YOUR GOAL: Arrange every line of the records below as a numbered list, omitting blank lines. Leave the pictures out of your answer.

[start SUPPLIED MATERIAL]

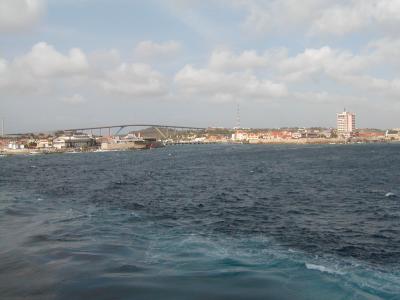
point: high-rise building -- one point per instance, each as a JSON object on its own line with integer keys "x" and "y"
{"x": 346, "y": 122}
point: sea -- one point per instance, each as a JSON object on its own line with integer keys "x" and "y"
{"x": 202, "y": 222}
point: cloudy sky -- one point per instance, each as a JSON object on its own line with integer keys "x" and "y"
{"x": 72, "y": 63}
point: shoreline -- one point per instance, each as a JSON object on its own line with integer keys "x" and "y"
{"x": 25, "y": 152}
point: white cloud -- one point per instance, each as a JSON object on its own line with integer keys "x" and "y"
{"x": 45, "y": 61}
{"x": 134, "y": 80}
{"x": 147, "y": 50}
{"x": 226, "y": 60}
{"x": 19, "y": 14}
{"x": 74, "y": 99}
{"x": 319, "y": 17}
{"x": 235, "y": 85}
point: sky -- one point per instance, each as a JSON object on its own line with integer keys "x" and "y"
{"x": 79, "y": 63}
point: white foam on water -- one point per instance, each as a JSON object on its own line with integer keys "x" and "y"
{"x": 323, "y": 269}
{"x": 390, "y": 195}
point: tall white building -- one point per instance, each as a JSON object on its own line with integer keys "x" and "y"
{"x": 346, "y": 122}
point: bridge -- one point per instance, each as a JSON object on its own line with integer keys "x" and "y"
{"x": 163, "y": 130}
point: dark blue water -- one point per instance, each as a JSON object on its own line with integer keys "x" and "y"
{"x": 202, "y": 222}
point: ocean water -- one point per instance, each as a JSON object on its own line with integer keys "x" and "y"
{"x": 202, "y": 222}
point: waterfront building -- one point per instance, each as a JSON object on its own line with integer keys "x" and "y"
{"x": 346, "y": 122}
{"x": 393, "y": 134}
{"x": 75, "y": 141}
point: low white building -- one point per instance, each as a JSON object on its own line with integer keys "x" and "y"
{"x": 393, "y": 134}
{"x": 15, "y": 146}
{"x": 75, "y": 141}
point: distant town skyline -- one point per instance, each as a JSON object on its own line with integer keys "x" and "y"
{"x": 85, "y": 63}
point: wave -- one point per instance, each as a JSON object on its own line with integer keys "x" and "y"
{"x": 323, "y": 269}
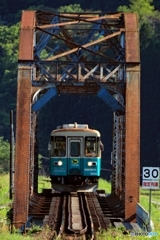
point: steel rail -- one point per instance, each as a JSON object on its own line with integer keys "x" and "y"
{"x": 76, "y": 217}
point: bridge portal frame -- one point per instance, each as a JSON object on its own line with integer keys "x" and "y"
{"x": 114, "y": 77}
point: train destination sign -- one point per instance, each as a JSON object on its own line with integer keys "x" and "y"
{"x": 151, "y": 177}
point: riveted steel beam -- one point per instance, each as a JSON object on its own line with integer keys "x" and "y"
{"x": 79, "y": 53}
{"x": 23, "y": 121}
{"x": 132, "y": 116}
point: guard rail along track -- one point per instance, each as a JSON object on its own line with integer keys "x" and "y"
{"x": 70, "y": 215}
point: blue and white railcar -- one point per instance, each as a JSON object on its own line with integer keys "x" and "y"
{"x": 75, "y": 158}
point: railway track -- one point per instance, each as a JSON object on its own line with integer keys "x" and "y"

[end SUPPLIED MATERIAL]

RESULT:
1. point: high-rise building -- one point per instance, each as a JSON object on its own line with integer keys "x" and "y"
2. {"x": 346, "y": 122}
3. point: sea -- one point per instance, each as a JSON object on its own line with integer keys "x" and "y"
4. {"x": 202, "y": 222}
5. point: cloudy sky -- one point per instance, each as a JSON object on its own line with integer keys "x" and "y"
6. {"x": 72, "y": 63}
7. point: shoreline -- one point per instance, each as a JSON object on its own line with integer keys "x" and "y"
8. {"x": 25, "y": 152}
9. point: white cloud -- one point per instance, each as a JSON object on its own line with integer keys "x" and "y"
10. {"x": 45, "y": 61}
11. {"x": 134, "y": 80}
12. {"x": 147, "y": 50}
13. {"x": 226, "y": 60}
14. {"x": 19, "y": 14}
15. {"x": 74, "y": 99}
16. {"x": 319, "y": 17}
17. {"x": 235, "y": 85}
18. point: sky -- one point per instance, each as a JSON object on its own line with integer keys "x" and "y"
19. {"x": 79, "y": 63}
20. point: white foam on water -- one point per instance, each as a JSON object on its own line with integer keys "x" and "y"
21. {"x": 323, "y": 269}
22. {"x": 390, "y": 195}
23. point: tall white building -- one point per instance, each as a JSON object on its own line with integer keys "x" and "y"
24. {"x": 346, "y": 122}
25. point: bridge -- one point per instance, each as a JSON object on its own line with integer keys "x" and "y"
26. {"x": 163, "y": 130}
27. point: dark blue water -- one point per instance, each as a JSON object on its own line with integer keys "x" and "y"
28. {"x": 202, "y": 222}
29. point: ocean water -- one point per instance, each as a JSON object on its own line with integer keys "x" and "y"
30. {"x": 202, "y": 222}
31. point: waterfront building -- one point per instance, each as a JSON object on its own line with integer keys "x" and "y"
32. {"x": 346, "y": 122}
33. {"x": 393, "y": 134}
34. {"x": 75, "y": 141}
35. point: low white building -- one point per instance, each as a JSON object on its own line with integer keys "x" and "y"
36. {"x": 393, "y": 134}
37. {"x": 15, "y": 146}
38. {"x": 75, "y": 141}
39. point: distant town skyline -- one point per instance, each as a JSON object on its own line with integer keys "x" and "y"
40. {"x": 85, "y": 63}
41. point: wave -- one point per instance, each as a JSON object on its own line with integer keys "x" and "y"
42. {"x": 323, "y": 269}
43. point: steel rail -- one point per instance, each as a JSON object on its own line with integer keys "x" and "y"
44. {"x": 76, "y": 217}
45. point: bridge portal frame -- one point per instance, each as a JSON object on its own line with integer keys "x" and "y"
46. {"x": 114, "y": 77}
47. point: train destination sign -- one point per instance, each as a JSON object on its own line with integer keys "x" and "y"
48. {"x": 151, "y": 177}
49. point: riveted steel beam -- one point per instance, each as a JSON object on its own line with integer keys "x" and "y"
50. {"x": 79, "y": 53}
51. {"x": 23, "y": 121}
52. {"x": 132, "y": 116}
53. point: guard rail along track -- one point per instance, each as a JSON object on its own line with integer keys "x" and "y"
54. {"x": 70, "y": 215}
55. point: blue and white railcar -- one point per instance, each as a JSON object on its own line with integer keys "x" and "y"
56. {"x": 75, "y": 158}
57. point: railway track -- one point per instance, each as a JSON object on its own line with integer keys "x" and "y"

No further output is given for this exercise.